**SUPPLIED PASSAGE:**

The returns of each company have been weighted according to their respective
stock market capitalization for purposes of arriving at a group average.

DIRECTOR COMPENSATION
 
     Directors who are not employees of the Corporation ("Outside Directors")
are paid directors' fees for their services at the rate of $25,000 per year
each, as well as attendance fees of $750 per meeting for service on certain
committees. Directors who chair such committees receive an additional annual fee
of $3,000. Total payments to such directors for the Corporation's last fiscal
year amounted to $320,500.
 
     In addition to such remuneration, since 1985 Outside Directors of the
Corporation have received stock options under the 1985 Outside Directors Stock
Option Plan (the "1985 Director Plan"), which terminated on May 31, 1990, and
under the 1991 Outside Directors Stock Option Plan (the "1991 Director Plan").
 
     Under the 1991 Director Plan an option is granted automatically on each
annual meeting date, as long as the Plan is in effect, to each Outside Director
who continues in office after such annual meeting to purchase 2,000






 
                                       18

<PAGE>   21
 
Common Shares (subject to adjustment as described below); such grants are
further subject to the limit on the maximum number of Common Shares that can be
issued or transferred pursuant to the exercise of options under the Plan. In no
event will an Outside Director be granted options to purchase, in the
aggregate, more than 20,000 Common Shares under the Plan (subject to adjustment
for changes in the Corporation's capitalization, such as a stock split, stock
dividend, recapitalization, consolidation or similar change that affects equity
interests in the Corporation).
 
     Each option granted to an Outside Director under the Plan has an exercise
price equal to the fair market value of the shares subject to the option
(determined at the time the option is granted). Options may be exercised by
payment to the Corporation of the exercise price in cash or in Common Shares
already owned by the optionee. No stock option granted under the Plan may be
exercised more than ten years from the date the option is granted. Each option
granted to an Outside Director will be exercisable for one-third of the shares
subject to the option after one year from the date of grant and for an
additional one-third of the shares after each successive one-year period. Such
right to exercise is cumulative. An Outside Director to whom an option is
granted under the Plan may not, during his or her lifetime, transfer the option
to any other person. The 1991 Director Plan also provides that upon the
occurrence of certain events constituting a change in control, as defined in the
Plan, any unexercised or partially exercised options will become immediately
exercisable, and will remain exercisable for as long as they would be otherwise
exercisable. The 1985 Director Plan was substantially similar to the 1991
Director Plan, and options granted under the 1985 Director Plan are subject to
similar terms and conditions as those granted under the 1991 Director Plan.

**SUPPLIED ENTRIES:**
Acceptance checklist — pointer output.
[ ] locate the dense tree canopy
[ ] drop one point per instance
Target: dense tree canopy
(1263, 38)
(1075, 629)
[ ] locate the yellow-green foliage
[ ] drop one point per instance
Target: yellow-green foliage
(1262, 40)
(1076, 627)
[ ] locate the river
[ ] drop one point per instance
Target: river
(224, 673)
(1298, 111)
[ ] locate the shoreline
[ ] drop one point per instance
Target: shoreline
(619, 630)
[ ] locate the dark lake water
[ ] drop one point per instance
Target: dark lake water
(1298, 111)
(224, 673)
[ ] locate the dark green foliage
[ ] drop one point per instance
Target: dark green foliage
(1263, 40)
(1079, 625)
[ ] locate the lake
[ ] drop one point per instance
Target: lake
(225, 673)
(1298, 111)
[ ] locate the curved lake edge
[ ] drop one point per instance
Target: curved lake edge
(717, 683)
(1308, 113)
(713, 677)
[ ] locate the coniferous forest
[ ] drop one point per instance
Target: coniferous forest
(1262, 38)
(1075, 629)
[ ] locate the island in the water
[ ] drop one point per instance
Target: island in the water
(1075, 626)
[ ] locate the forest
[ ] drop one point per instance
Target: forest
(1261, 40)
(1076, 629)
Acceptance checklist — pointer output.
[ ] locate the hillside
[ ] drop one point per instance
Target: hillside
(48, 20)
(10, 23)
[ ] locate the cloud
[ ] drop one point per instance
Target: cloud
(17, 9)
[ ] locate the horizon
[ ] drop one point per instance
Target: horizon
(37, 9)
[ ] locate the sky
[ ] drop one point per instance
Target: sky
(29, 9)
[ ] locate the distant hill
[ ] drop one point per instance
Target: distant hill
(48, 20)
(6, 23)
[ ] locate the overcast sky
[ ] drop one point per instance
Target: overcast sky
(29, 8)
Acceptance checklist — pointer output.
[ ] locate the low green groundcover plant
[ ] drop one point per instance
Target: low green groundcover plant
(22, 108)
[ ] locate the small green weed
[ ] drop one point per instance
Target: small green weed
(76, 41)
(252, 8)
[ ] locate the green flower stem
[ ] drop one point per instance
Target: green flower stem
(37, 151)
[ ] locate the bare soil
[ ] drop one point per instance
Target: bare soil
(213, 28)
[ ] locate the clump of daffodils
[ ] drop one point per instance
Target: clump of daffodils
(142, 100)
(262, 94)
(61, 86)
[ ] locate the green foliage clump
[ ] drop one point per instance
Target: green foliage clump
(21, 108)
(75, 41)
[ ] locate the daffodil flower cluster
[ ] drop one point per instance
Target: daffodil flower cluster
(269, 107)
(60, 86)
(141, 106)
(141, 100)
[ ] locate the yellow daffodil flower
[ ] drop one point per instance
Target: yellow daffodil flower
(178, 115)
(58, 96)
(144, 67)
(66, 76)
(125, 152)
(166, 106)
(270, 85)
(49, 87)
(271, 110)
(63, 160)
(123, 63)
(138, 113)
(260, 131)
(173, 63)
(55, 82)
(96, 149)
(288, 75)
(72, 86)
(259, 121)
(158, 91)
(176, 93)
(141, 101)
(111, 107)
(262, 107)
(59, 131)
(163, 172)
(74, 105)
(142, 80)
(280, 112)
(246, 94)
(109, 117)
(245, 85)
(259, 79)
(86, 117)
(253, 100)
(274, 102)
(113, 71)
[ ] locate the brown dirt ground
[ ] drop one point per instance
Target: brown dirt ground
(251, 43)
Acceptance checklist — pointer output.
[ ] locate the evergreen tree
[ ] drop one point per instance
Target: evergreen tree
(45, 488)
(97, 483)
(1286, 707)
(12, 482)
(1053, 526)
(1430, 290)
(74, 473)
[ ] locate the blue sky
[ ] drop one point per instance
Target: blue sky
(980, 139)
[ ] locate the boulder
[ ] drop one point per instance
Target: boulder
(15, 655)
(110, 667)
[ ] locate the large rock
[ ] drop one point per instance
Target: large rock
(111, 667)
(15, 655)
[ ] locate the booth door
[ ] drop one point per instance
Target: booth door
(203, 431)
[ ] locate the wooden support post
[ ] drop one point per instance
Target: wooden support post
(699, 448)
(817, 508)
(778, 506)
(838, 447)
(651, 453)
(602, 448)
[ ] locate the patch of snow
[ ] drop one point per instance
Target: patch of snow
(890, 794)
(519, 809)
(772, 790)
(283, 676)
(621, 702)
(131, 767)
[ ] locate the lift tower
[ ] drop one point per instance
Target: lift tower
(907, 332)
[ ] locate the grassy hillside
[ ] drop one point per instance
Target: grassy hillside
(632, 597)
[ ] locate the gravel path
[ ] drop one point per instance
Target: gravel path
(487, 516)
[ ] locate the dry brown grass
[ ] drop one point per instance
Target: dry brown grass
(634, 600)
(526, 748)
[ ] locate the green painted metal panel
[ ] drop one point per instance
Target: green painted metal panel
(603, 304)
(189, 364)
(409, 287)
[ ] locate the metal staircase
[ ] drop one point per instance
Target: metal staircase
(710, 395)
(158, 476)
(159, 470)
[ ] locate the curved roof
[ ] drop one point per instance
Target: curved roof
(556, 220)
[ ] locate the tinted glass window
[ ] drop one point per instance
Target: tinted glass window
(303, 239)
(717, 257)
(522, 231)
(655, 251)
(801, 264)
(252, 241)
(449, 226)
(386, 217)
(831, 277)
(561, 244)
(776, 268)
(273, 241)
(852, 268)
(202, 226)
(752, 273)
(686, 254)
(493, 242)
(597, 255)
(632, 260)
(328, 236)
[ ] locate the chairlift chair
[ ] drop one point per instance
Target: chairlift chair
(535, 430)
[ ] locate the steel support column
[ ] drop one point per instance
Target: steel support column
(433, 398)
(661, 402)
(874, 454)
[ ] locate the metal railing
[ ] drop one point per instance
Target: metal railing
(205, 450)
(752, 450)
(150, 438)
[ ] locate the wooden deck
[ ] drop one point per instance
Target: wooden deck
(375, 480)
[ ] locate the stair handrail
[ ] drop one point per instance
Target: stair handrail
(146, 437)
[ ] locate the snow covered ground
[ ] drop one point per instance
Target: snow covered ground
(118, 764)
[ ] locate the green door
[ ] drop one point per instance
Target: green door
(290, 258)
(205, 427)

**EXERCISES:**
1: In the director compensation text, what additional annual fee do directors who chair committees receive?
2: Check each statement against the director compensation text, answering yes or no and quoting the words that decide it: (a) Outside Directors are paid directors' fees of $25,000 per year each. (b) An option granted under the Plan may be exercised up to fifteen years from the date it is granted. (c) The 1985 Director Plan terminated on May 31, 1990.
3: Please transcribe the director compensation text starting with "are paid directors'" and going on through "amounted to $320,500.".

**SOLUTIONS BELOW:**
1: $3,000

2:
(a) Yes: "are paid directors' fees for their services at the rate of $25,000 per year each"
(b) No: "No stock option granted under the Plan may be exercised more than ten years from the date the option is granted."
(c) Yes: "which terminated on May 31, 1990"

3:
are paid directors' fees for their services at the rate of $25,000 per year
each, as well as attendance fees of $750 per meeting for service on certain
committees. Directors who chair such committees receive an additional annual fee
of $3,000. Total payments to such directors for the Corporation's last fiscal
year amounted to $320,500.